Text for analysis:
=== Section Start ===
Take
your kids to Disneyland and they will ride things that scare you or keep you
singing It’s A Small World After All for the rest of the week. Take your kids
to Legoland and you can learn what writing is all about.
Now
I admit that is an odd thing to say. But I recently spent the day with my
granddaughter at Legoland. It is not such a hectic place as Disneyland so I had
time to wonder who thought to build it. And that led me to wonder why we
writers build stories. I’m a firm believer that you can, indeed, compare apples
and oranges. So I stand by the following four comparisons between Legos and
writing.
1.
Both Lego builders and writers deal in illusions. Both try to shape something
that viewers think is real. Is that elephant real? Is Hamlet real? It’s all in
the details. If you are precise, detailing what things look, feel, taste,
sound, or smell like, readers will believe you just as kids believe the
elephant at Legoland is real. In Artists
& Thieves I created a “sensory overload” scene in a jazz club in
Cannery Row with a lot of vivid colors, sounds, tastes, and emotions for the
characters. I had real singers perform, but all else was fiction. Readers tell
me they looked for the club but couldn’t find it.
2.
Both build elaborate structures with little interlocking pieces. Legos come in
two basic shapes, rectangles and squares. But some are bigger than others. And
some are cylinders. From these limited shapes, very patient people construct
tiny cars and two inch people. They build a life-size Darth Vader and a Volvo.
They also build replicas of cities like New York and Las Vegas, huge long units
that form skylines about as tall as adult visitors. It helps that their fingers
are flexible.
=== Section End ===
Given information:
=== Section Start ===
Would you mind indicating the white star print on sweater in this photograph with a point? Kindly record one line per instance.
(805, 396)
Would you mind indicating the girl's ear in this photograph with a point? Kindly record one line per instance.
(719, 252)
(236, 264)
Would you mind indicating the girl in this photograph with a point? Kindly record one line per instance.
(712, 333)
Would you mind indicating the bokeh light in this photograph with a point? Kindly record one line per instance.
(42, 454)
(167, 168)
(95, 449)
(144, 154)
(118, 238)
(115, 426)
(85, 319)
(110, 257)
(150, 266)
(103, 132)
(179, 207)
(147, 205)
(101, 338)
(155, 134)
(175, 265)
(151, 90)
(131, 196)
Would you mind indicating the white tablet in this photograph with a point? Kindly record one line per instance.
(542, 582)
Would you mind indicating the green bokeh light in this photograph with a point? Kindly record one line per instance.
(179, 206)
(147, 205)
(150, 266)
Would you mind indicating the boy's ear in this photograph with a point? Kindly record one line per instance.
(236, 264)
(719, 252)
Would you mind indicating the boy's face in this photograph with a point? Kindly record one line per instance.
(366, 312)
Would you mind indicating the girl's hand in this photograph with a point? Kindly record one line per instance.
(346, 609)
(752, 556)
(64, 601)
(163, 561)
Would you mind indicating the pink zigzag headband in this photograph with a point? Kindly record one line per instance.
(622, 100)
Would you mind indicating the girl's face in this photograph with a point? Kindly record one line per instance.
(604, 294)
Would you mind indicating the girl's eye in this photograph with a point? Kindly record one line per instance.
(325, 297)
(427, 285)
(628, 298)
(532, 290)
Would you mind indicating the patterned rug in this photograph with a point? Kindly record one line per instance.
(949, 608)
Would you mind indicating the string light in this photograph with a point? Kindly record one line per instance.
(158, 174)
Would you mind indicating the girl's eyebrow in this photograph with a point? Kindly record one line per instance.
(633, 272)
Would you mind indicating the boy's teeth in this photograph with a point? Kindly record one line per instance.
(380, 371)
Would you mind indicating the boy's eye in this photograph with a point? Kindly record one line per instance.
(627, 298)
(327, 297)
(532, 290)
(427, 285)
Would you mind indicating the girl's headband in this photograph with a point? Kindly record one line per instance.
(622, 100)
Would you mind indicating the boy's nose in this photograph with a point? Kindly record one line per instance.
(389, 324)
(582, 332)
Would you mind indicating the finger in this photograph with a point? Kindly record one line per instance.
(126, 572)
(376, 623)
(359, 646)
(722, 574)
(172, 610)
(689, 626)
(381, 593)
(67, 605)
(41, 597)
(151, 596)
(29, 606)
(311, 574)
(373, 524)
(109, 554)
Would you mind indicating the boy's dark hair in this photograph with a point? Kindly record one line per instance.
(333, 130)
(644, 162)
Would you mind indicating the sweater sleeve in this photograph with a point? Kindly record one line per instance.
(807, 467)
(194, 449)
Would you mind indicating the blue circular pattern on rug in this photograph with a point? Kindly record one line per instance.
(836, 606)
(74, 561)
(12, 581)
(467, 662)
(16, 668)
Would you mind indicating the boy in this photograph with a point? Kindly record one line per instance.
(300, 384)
=== Section End ===
Study questions:
(1) According to the piece comparing Legos and writing, what two basic shapes do Legos come in?
(2) Extend the piece comparing Legos and writing, starting right after its final sentence.

Numbered responses:
(1) Rectangles and squares.

(2)
Writers
build with words, some are tiny, some long, some are loaded with hidden
meanings, some crystal clear. There are at least three quarters of a million of
them in English. That’s a lot of construction blocks. It is the writer’s job to
interlock them into sentences, fit them together to build small haiku poems or
long novels. It helps if the writer’s brain is flexible. It helps if the words
are chosen carefully: a character who simply walks down stairs is not as vivid
as one whose too large shoes slap loudly on the steps; a character who
“ponders” which way to go when fleeing a killer doesn’t seem credible.
3.
Legos come in bright and neutral colors. The variety helps distinguish parts.
So does variety in sentence structure. Write only with single syllable words?
Not so interesting. Write only noun-plus-verb sentences? Boring. Dialogue adds
color. When my character Hunter searched the heroine’s room for a stolen bowl,
I didn’t tell the reader he knew she was a liar but the dialogue conveyed it:
Give
up,” she said. “That bowl is on its way to China.”
“And
you are Snow White,” Hunter said.
4.
One last comparison. Breaks. Benches.
Shade. Iced drinks. We need to rest in the midst of activity. We also need to
catch our breath in the midst of a tense story. Give the reader some ice tea
like an easy description or incidental dialogue between secondary characters.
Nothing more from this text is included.